In order to hear the recent solo concerts, a listener has had to hear how I’m playing the piano, much more than they did during the Köln Concert years. Then it was a flurry of ideas coming up within a limited dynamic range; now the dynamic range and how to play the instrument is so much more important in order to hear the concert. So maybe I can direct a classical audience to improvising and direct a jazz audience to trying to gain a little bit of interest, let’s say, to come to grips with what that person is doing with his instrument.

AL:How do you prepare for a notated classical piece? Is it different from the way you prepare for your own music?

KJ:It’s exactly the same as if I were performing my own written music. But if I were going to improvise, then the preparation is reversed. Whatever you know about how to prepare for a written piece, you would have to reverse all the instructions for solo concerts. So you can understand why I cannot do both at the same time for very long periods of time. I’d go insane. “What am I doing tonight? Do I have the music? Do I have the music?” I have to sit down, for example, in order to play Mozart. Playing Mozart standing up is a contradiction in language. Also it’s important for any player to know a lot about that composer, not just look at the notes. That’s another parallel to knowing your instrument: knowing about the composer. “We don’t want to worry about the composer, let’s just play these notes.” Well, that doesn’t work.

At any rate, the way I prepare for a concerto is the way any concerto player prepares; I think perhaps I’m more fanatical than most because I have much more to lose by not succeeding. Not matter what I do, it will probably get written up whereas in a debut of someone in New York, no one’s going to get all upset if he has a bad concert. If I have a bad concert, it’s known all over the world.

AL: So, technically, you practice, whereas in getting set for improvising, you don’t want to practice because you don’t want preconceived things going in.

KJ:Well, when improvising, you don’t know what language you might have to use, or what language might come out that you’d have to be involved with. In other words, you shouldn’t even hear pianos or be near pianos for a while. It should all be, again, a new sound, from almost a primitive beginning. But with, let’s just take Mozart for an example, to even get past what is banal about Mozart’s music means you have to understand the language he speaks. To understand that language means you have to know about fortepianos and harpsichords to hear the sound he heard. Once you get into all these things, you start to realize how few people play Mozart, you know? Most people play themselves playing Mozart, and the more they ignore that side of things, the more they would be playing their own natural tendencies rather than Mozart’s music.

AL:You’re actually talking about another contradiction, because you’re immersing yourself—or at least becoming comfortable—with certain aspects of Mozart’s style, and “style” is a word you want to avoid when you improvise.

» **Data section**:
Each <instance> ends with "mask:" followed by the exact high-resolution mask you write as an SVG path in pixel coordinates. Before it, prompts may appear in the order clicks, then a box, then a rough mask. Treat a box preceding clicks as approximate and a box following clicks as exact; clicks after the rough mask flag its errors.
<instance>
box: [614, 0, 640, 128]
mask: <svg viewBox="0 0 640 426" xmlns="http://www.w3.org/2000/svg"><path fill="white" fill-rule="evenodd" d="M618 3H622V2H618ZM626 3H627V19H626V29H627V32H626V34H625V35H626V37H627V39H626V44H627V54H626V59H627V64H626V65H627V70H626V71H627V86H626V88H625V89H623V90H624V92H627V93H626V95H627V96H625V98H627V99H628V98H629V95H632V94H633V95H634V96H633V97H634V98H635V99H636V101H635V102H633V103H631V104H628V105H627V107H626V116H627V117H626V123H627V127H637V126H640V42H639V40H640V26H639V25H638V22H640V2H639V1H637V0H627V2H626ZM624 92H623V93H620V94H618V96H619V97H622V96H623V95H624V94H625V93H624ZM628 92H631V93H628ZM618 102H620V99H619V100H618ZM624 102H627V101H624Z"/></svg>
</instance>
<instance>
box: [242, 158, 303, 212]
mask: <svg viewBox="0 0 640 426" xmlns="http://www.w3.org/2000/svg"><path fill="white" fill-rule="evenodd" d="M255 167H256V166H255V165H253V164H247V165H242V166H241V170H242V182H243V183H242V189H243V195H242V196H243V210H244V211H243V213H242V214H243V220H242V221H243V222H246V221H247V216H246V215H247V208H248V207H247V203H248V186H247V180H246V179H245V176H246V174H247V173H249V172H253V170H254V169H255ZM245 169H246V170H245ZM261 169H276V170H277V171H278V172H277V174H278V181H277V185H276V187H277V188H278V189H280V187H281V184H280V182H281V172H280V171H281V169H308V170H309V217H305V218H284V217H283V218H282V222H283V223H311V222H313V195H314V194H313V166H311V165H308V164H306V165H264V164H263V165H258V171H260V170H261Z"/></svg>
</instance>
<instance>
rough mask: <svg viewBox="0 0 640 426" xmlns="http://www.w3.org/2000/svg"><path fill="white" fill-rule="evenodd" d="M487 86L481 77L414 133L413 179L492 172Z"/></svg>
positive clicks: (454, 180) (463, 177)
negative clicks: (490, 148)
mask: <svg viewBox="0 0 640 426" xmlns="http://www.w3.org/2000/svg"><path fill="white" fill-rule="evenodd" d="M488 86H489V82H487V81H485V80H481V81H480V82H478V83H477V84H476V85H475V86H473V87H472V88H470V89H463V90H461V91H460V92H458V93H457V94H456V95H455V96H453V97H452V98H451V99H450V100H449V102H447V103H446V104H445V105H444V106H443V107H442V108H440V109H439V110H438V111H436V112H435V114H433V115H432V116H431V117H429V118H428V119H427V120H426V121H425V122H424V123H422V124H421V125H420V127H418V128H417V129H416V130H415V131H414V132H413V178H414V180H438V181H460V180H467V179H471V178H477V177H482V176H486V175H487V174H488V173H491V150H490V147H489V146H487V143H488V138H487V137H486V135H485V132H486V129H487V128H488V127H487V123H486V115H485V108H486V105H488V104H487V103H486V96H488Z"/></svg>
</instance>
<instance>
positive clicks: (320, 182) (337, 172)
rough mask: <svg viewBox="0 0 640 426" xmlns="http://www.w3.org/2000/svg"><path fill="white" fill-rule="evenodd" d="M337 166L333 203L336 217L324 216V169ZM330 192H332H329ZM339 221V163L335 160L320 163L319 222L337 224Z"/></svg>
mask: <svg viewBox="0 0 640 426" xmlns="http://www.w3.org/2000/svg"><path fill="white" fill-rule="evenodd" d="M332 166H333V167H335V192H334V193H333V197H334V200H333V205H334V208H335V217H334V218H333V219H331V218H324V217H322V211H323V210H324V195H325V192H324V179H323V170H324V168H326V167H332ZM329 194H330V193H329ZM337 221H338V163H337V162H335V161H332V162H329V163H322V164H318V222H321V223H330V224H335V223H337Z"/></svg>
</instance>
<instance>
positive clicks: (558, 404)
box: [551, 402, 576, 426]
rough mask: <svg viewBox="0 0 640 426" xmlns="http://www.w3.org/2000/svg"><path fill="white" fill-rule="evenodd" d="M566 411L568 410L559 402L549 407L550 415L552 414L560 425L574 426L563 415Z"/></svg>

» **What you have to do**:
Decide whether each statement agrees with the interview about piano playing, and answer yes or no along with the deciding words quoted from it: 1. The pianist prepares for a notated classical piece differently from his own written music. 2. The pianist has to sit down to play Mozart. 3. According to the pianist, most people who play Mozart are really playing Mozart's music. The rows aren't needed for this.

» **Final answer**:
1. No: "It’s exactly the same as if I were performing my own written music."
2. Yes: "I have to sit down, for example, in order to play Mozart."
3. No: "Most people play themselves playing Mozart"